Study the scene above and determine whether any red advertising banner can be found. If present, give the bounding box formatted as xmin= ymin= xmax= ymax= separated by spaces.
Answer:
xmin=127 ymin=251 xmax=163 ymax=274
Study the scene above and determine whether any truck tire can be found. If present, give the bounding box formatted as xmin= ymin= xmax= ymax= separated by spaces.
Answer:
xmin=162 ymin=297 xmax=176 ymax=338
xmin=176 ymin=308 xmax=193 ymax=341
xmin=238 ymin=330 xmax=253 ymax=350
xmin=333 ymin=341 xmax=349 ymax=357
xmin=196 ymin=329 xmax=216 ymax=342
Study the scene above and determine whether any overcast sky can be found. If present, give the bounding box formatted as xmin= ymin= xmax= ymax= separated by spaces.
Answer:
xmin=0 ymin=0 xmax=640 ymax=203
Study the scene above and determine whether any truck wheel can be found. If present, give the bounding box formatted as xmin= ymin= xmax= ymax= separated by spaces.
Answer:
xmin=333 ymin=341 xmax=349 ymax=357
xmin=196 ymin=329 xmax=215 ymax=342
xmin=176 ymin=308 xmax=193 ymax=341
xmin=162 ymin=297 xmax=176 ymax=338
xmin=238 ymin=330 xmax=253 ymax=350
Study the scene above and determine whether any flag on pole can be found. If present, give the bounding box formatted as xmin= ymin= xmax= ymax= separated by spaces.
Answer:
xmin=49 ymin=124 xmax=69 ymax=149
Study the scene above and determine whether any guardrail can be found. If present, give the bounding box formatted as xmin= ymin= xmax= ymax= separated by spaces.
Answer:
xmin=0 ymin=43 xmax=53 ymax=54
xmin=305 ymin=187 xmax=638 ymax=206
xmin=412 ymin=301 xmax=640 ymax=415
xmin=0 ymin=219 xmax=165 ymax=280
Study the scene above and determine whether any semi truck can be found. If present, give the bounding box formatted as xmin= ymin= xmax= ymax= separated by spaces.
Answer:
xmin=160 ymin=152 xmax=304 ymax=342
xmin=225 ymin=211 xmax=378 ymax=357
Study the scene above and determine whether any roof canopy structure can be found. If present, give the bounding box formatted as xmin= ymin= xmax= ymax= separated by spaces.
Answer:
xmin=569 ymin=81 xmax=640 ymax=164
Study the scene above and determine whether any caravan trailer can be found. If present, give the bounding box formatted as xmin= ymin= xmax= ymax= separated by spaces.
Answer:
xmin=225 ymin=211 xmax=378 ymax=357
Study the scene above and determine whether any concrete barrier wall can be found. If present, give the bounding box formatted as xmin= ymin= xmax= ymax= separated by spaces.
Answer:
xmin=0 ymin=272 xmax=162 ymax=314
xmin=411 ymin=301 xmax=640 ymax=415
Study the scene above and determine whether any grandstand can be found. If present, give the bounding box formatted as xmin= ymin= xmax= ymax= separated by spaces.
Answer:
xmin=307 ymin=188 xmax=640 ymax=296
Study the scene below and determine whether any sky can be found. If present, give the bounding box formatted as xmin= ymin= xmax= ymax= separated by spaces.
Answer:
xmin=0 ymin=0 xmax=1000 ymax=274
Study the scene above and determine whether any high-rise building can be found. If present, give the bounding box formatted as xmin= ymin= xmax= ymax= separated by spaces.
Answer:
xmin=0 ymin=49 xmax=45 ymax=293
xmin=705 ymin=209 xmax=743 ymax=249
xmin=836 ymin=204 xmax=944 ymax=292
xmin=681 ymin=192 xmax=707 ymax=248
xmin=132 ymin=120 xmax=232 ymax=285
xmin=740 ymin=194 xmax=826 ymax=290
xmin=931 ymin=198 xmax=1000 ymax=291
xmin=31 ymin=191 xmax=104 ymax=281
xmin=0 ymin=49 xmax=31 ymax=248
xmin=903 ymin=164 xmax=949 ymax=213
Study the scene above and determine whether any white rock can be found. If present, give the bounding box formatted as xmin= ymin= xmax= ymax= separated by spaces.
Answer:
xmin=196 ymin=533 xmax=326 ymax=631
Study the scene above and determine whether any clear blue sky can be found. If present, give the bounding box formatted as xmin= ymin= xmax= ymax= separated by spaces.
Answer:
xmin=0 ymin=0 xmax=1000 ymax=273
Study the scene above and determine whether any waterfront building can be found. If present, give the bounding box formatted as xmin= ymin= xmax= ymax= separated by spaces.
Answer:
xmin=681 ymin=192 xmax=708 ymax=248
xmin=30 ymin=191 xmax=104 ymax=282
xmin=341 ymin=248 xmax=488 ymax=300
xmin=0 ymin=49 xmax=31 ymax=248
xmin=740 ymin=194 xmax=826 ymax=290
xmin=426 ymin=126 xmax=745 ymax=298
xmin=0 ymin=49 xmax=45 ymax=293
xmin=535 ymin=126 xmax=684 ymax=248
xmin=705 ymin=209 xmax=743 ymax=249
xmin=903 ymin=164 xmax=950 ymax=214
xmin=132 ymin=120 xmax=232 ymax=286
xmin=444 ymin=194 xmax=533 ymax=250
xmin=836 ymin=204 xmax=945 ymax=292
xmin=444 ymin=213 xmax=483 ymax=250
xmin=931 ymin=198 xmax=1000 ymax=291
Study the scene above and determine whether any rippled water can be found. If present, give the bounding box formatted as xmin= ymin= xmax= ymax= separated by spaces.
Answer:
--------
PROBLEM | Rewrite all of the data above as a JSON list of strings, with one string for each line and any blank lines omitted.

PROBLEM SOLUTION |
[
  "Study the scene above and determine whether any red advertising banner can be found. If present, give the bounding box formatted as xmin= ymin= xmax= ymax= separated by spaces.",
  "Answer:",
  "xmin=127 ymin=251 xmax=163 ymax=274",
  "Study the scene above and determine whether any truck tire can be found. If present, give the bounding box formatted as xmin= ymin= xmax= ymax= separated by spaces.",
  "Answer:",
  "xmin=162 ymin=297 xmax=176 ymax=338",
  "xmin=176 ymin=308 xmax=193 ymax=341",
  "xmin=238 ymin=330 xmax=253 ymax=350",
  "xmin=333 ymin=341 xmax=349 ymax=357",
  "xmin=196 ymin=329 xmax=216 ymax=342",
  "Study the scene above and determine whether any overcast sky can be found. If present, give the bounding box formatted as xmin= ymin= xmax= ymax= separated by spaces.",
  "Answer:",
  "xmin=0 ymin=0 xmax=640 ymax=203",
  "Study the scene above and determine whether any truck wheel can be found. If present, give the bounding box formatted as xmin= ymin= xmax= ymax= separated by spaces.",
  "Answer:",
  "xmin=333 ymin=341 xmax=349 ymax=357",
  "xmin=196 ymin=329 xmax=215 ymax=342",
  "xmin=176 ymin=308 xmax=193 ymax=341",
  "xmin=162 ymin=297 xmax=176 ymax=338",
  "xmin=238 ymin=330 xmax=253 ymax=350",
  "Study the scene above and determine whether any flag on pole can be found. If present, give the bounding box formatted as xmin= ymin= xmax= ymax= separated by spaces.",
  "Answer:",
  "xmin=49 ymin=124 xmax=69 ymax=149",
  "Study the scene above and determine whether any guardrail can be found. If present, give the bounding box formatted as xmin= ymin= xmax= ymax= separated by spaces.",
  "Answer:",
  "xmin=0 ymin=43 xmax=53 ymax=54",
  "xmin=305 ymin=187 xmax=638 ymax=206",
  "xmin=412 ymin=301 xmax=640 ymax=415",
  "xmin=0 ymin=219 xmax=165 ymax=280",
  "Study the scene above and determine whether any semi truck can be found. If present, give the bounding box formatted as xmin= ymin= xmax= ymax= separated by spaces.",
  "Answer:",
  "xmin=160 ymin=152 xmax=304 ymax=342",
  "xmin=225 ymin=211 xmax=378 ymax=357",
  "Study the scene above and determine whether any roof canopy structure can be found. If present, give the bounding box formatted as xmin= ymin= xmax= ymax= separated by spaces.",
  "Answer:",
  "xmin=569 ymin=81 xmax=640 ymax=164",
  "Study the scene above and determine whether any caravan trailer can be found. If present, give the bounding box formatted as xmin= ymin= xmax= ymax= separated by spaces.",
  "Answer:",
  "xmin=225 ymin=211 xmax=378 ymax=357",
  "Study the scene above and determine whether any concrete barrier wall can be found. If present, give the bounding box formatted as xmin= ymin= xmax= ymax= separated by spaces.",
  "Answer:",
  "xmin=0 ymin=272 xmax=162 ymax=314",
  "xmin=411 ymin=301 xmax=640 ymax=415",
  "Study the scene above and determine whether any grandstand can be found. If present, give the bounding box formatted as xmin= ymin= xmax= ymax= separated by spaces.",
  "Answer:",
  "xmin=307 ymin=188 xmax=640 ymax=296",
  "Study the scene below and determine whether any sky can be found. If present, give the bounding box formatted as xmin= ymin= xmax= ymax= separated by spaces.",
  "Answer:",
  "xmin=0 ymin=0 xmax=1000 ymax=274",
  "Study the scene above and determine whether any high-rise building can be found. If present, give the bounding box formatted as xmin= ymin= xmax= ymax= separated by spaces.",
  "Answer:",
  "xmin=0 ymin=49 xmax=45 ymax=293",
  "xmin=705 ymin=209 xmax=743 ymax=249",
  "xmin=836 ymin=204 xmax=944 ymax=292",
  "xmin=681 ymin=192 xmax=707 ymax=248",
  "xmin=132 ymin=120 xmax=232 ymax=285",
  "xmin=740 ymin=194 xmax=826 ymax=290",
  "xmin=931 ymin=198 xmax=1000 ymax=291",
  "xmin=31 ymin=191 xmax=104 ymax=281",
  "xmin=0 ymin=49 xmax=31 ymax=248",
  "xmin=903 ymin=164 xmax=949 ymax=213",
  "Study the scene above and determine whether any white rock can be found. If present, give the bounding box formatted as xmin= ymin= xmax= ymax= separated by spaces.",
  "Answer:",
  "xmin=196 ymin=533 xmax=326 ymax=631",
  "Study the scene above and determine whether any clear blue sky can be found. If present, give the bounding box formatted as xmin= ymin= xmax= ymax= separated by spaces.",
  "Answer:",
  "xmin=0 ymin=0 xmax=1000 ymax=273",
  "Study the scene above and determine whether any waterfront building can be found. If present, give the bounding box formatted as xmin= ymin= xmax= ymax= separated by spaces.",
  "Answer:",
  "xmin=681 ymin=192 xmax=708 ymax=248",
  "xmin=30 ymin=191 xmax=104 ymax=282",
  "xmin=341 ymin=248 xmax=488 ymax=300",
  "xmin=0 ymin=49 xmax=31 ymax=248",
  "xmin=740 ymin=194 xmax=826 ymax=290",
  "xmin=426 ymin=126 xmax=745 ymax=298",
  "xmin=0 ymin=49 xmax=45 ymax=293",
  "xmin=535 ymin=126 xmax=684 ymax=248",
  "xmin=705 ymin=209 xmax=743 ymax=249",
  "xmin=903 ymin=164 xmax=950 ymax=214",
  "xmin=132 ymin=120 xmax=232 ymax=286",
  "xmin=444 ymin=194 xmax=533 ymax=250",
  "xmin=836 ymin=204 xmax=945 ymax=292",
  "xmin=444 ymin=213 xmax=483 ymax=250",
  "xmin=931 ymin=198 xmax=1000 ymax=291",
  "Study the scene above and determine whether any rippled water can be found. If present, give the bounding box formatted as xmin= ymin= xmax= ymax= separated by spaces.",
  "Answer:"
]